# [Exercise passage]
= = = = = = =
An Apologeticall Narration, Hvmbly svbmitted to the Honourable Houses of Parliament. By Tho: Goodwin, Philip Nye, Sidrach Simpson, Jer: Burroughes, William Bridge. London, Printed for Robert Dawlman, M.DC.XLIII. [1643] was a theological tract submitted by five Independent preachers to the English Parliament on 3 January 1644 as a part of the debates taking place during the Westminster Assembly.

An Apologeticall Narration was written by Thomas Goodwin, Philip Nye, Sidrach Simpson, Jeremiah Burroughs, and William Bridge, sometimes referred to collectively as the "Five Dissenting Brethren." The five authors had all been exiled in Holland in the 1630s and had links to the New England churches.

The pamphlet can be seen as a manifesto of congregationalism, under which churches would be independently organised, although maintaining fraternal links. The two biggest evils for these Congregationalists (or Independents) were sectarianism and intolerance (although there were some limits to tolerance). But while arguing for some measure of congregationalist independence, the pamphlet also aimed to reassure the presbyterian majority that the gathering of independent churches would not create ecclesiastical disorder. Thus, the authors maintained, it was not necessary to secure uniformity in the new constitution of the Church of England. This conciliatory tone accounts for the harsh judgements on the separatists and the Brownists.

== Impact ==
Despite the book deliberately seeking a moderate, indeed "apologeticall," tone, it launched an enormous amount of printed debate that definitively split the godly community into the presbyterian and independent factions. This included a rebuttal by Adam Steuart, published in February, and a longer Antapologia by Thomas Edwards the same year.

English historian Veronica Wedgwood argues that submitting the tract directly to Parliament, rather than the Westminster Assembly, was an effective way of bringing the authors' point of view to a wider public without exposing it to contest in the Assembly, where it would have faced being out-argued and they themselves would have been outnumbered.
= = = = = = =
# [Data for review]

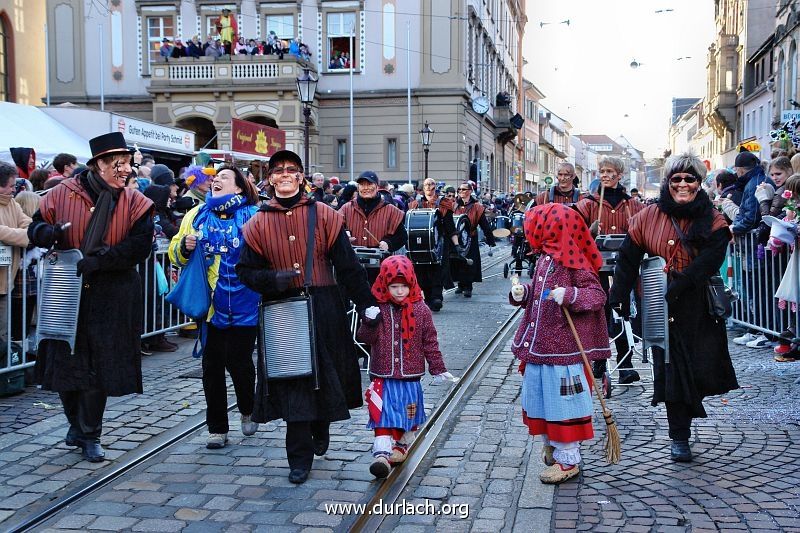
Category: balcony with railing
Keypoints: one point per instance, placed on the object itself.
(229, 72)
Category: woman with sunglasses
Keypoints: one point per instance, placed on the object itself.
(699, 361)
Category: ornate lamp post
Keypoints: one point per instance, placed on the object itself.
(306, 87)
(426, 135)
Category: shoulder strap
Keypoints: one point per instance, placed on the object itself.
(682, 237)
(312, 224)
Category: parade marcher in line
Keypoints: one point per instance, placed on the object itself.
(431, 277)
(699, 362)
(216, 228)
(618, 208)
(564, 191)
(394, 397)
(113, 227)
(371, 221)
(556, 390)
(464, 274)
(273, 263)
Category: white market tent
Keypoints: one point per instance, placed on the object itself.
(29, 127)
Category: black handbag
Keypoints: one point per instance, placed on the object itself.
(286, 327)
(719, 297)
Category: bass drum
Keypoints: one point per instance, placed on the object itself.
(424, 241)
(463, 229)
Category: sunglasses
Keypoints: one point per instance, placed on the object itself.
(686, 178)
(285, 170)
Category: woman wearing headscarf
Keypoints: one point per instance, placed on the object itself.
(556, 388)
(273, 262)
(214, 228)
(692, 237)
(113, 228)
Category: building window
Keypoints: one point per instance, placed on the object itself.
(339, 28)
(5, 60)
(391, 153)
(341, 154)
(282, 25)
(158, 28)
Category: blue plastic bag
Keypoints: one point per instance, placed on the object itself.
(191, 294)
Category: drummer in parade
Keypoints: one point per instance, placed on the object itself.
(565, 191)
(430, 276)
(609, 213)
(371, 221)
(463, 273)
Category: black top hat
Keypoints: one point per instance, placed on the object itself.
(108, 144)
(284, 155)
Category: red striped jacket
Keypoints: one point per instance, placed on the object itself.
(614, 220)
(69, 202)
(652, 231)
(369, 230)
(280, 235)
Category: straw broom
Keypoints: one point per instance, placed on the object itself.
(613, 448)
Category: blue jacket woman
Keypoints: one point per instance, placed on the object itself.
(215, 229)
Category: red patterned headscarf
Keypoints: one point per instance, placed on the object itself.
(561, 233)
(399, 269)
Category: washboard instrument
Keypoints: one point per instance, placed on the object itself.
(59, 297)
(655, 314)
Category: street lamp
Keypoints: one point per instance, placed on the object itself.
(306, 87)
(426, 135)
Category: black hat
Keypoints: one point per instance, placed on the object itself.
(108, 144)
(368, 175)
(162, 175)
(746, 160)
(284, 155)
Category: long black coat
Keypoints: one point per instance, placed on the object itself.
(108, 343)
(700, 363)
(295, 400)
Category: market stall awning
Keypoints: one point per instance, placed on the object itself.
(28, 127)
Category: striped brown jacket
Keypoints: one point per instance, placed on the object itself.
(369, 230)
(69, 202)
(280, 235)
(614, 220)
(652, 231)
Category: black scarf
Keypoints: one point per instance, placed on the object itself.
(700, 211)
(368, 204)
(92, 243)
(289, 202)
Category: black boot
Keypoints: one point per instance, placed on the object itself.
(680, 452)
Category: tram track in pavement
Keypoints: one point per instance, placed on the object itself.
(392, 487)
(185, 429)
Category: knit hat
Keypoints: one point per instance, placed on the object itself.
(746, 160)
(162, 175)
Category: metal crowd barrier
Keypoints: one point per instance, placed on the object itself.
(756, 274)
(158, 317)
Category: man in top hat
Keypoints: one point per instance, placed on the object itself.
(371, 221)
(112, 226)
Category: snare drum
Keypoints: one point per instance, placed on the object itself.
(424, 241)
(609, 246)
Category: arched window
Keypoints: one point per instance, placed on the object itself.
(5, 59)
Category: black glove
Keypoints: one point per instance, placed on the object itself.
(680, 282)
(283, 278)
(46, 235)
(88, 265)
= = = = = = =
# [Exercise instructions]
According to the passage on An Apologeticall Narration, where had the five authors all been exiled in the 1630s?

# [Output for this task]
Holland